=== やること 1 ===
牧口常三郎先生についての抜粋文で、一人ひとりの人間が立つべきだとされている自覚をすべて挙げてください。
=== やること 2 ===
牧口常三郎先生についての抜粋文の続きを、最後の文のあとから書いてください。

=== 抜粋文 ===

== == ==

三代会長が開いた世界宗教への道①――日蓮仏法の精神を受け継ぐ

ライター
青山樹人

100年前に「世界市民」を示す

 20世紀が開幕する1901年に北海道から上京した牧口常三郎先生は、苦心の末、その2年後の10月に『人生地理学』を出版する。時に32歳だった。
 この著作の中で牧口先生は、一人ひとりの人間が「一郷民」「一国民」「一世界民」それぞれの自覚に立つべきことを促している。
 あくまでもひとりの生活者として、まず郷土に目を凝らし、そこから国内や海外の出来事に視野と想像力を広げていく。他国民をも自分と有縁の存在だと認識していくことで、自分自身がこの地球上で共に生きる「一世界民」だと自覚できる。
 日露戦争の開戦直前、日本にも世界にも帝国主義の嵐が吹き荒れていた渦中、牧口先生はローカルとグローバルの両方の視点に立った「世界市民」の概念を早くも提唱していた。
 また、その一人ひとりの「民」が安心して暮らせる社会をつくるために、各国は「軍事的競争」「政治的競争」「経済的競争」の時代から「人道的競争」の時代へと移行していくべきであり、日本がその模範となるよう説いている。

== == ==

[範囲の輪郭を示したラベル付き項目]
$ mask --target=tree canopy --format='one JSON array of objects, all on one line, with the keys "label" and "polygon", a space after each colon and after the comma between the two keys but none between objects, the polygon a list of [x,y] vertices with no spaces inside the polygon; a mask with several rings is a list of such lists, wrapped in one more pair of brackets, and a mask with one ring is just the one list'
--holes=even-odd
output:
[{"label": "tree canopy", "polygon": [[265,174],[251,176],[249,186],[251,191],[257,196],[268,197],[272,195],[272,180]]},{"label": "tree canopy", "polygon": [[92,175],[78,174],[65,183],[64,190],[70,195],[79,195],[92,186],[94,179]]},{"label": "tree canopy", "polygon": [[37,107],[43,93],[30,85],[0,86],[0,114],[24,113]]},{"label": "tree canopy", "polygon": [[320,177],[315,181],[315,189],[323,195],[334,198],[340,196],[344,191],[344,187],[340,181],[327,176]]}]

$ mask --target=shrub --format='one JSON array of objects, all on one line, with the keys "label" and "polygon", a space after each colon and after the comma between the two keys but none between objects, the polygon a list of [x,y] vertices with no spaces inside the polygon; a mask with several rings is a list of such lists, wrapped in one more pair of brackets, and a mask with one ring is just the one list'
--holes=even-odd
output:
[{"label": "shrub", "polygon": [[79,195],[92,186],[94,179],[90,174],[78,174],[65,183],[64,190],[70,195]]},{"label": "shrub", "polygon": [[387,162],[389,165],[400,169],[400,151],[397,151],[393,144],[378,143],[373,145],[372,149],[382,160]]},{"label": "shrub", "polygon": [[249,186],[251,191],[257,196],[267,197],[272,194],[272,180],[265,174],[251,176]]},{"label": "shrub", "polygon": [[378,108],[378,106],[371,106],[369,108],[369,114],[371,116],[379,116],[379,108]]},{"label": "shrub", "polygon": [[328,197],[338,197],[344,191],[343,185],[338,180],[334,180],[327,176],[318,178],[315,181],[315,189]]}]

== == ==

=== 答え 1 ===
「一郷民」「一国民」「一世界民」

=== 答え 2 ===
 この『人生地理学』出版の翌年の1904年、牧口先生は嘉納治五郎が創立した弘文学院(後に「宏文学院」と改称)の地理教師になっている。
 日清戦争のあと、中国(当時は清)から日本への留学生が急増し、弘文学院もそうした中国人留学生に日本語教育と普通教育を授ける教育機関として創立されていた。
 牧口先生の講義は、受講した留学生の手によって中国語で編集され、1906年には『江蘇師範講義 第七編 地理』として江蘇省で発行されている。さらに07年には上海で同じく中国語版の『最新人生地理学』として出版されている。

中国の近代化への影響

 甲南大学の胡金定教授は、当時、日本から中国に送られた翻訳書の数々が、出版技術の発展と思想の浸透のふたつの点で、中国の近代教育事業に大きな貢献を果たしたと指摘している。
〈牧口常三郎創価学会初代会長の論著『人生地理学』も中国語に漢訳され、中国で教科書として読まれていきました。〉(『第三文明』2019年12月号)
 さらに胡教授は、『人生地理学』が中国に与えた影響として、
〈①中国の郷土地理教育において世界の地理を理解することを重視するようになった〉
〈②『人生地理学』が示す国家と個人の関係が、中国社会への民主思想学説の伝播に大きな役割を果たした〉(同)
と述べている。
〈牧口会長の『人生地理学』は、過去の翻訳だけにとどまることなく、現在もなお翻訳され続けています。二〇一五年には、中国の教育分野で最大の出版社である人民教育出版社から、国家重点図書出版プロジェクト「漢訳・世界教育経典シリーズ」の一つとして、『牧口常三郎教育論著選』とのタイトルで出版されています。〉(同)
 のちに池田大作・創価学会第3代会長が初訪中し、さらに第2次訪中で周恩来首相と会見したのは、牧口先生が弘文学院の教壇に立って70年後の1974年のことだった。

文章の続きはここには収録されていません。